To do: Write out each of the items below again, word for word and without any changes.

Detection annotation records
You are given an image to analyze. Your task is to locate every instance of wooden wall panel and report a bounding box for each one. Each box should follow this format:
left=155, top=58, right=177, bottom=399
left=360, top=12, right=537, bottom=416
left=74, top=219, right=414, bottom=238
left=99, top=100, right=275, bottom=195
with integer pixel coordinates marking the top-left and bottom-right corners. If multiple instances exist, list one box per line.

Answer for the task:
You are given an image to analyze. Your task is to locate every instance of wooden wall panel and report a bounding box for each one. Each box should follow this format:
left=155, top=58, right=177, bottom=399
left=360, top=12, right=537, bottom=416
left=74, top=219, right=414, bottom=238
left=99, top=100, right=275, bottom=195
with integer pixel coordinates marking the top-left and bottom-right corners. If multiple instances exist, list one box per line.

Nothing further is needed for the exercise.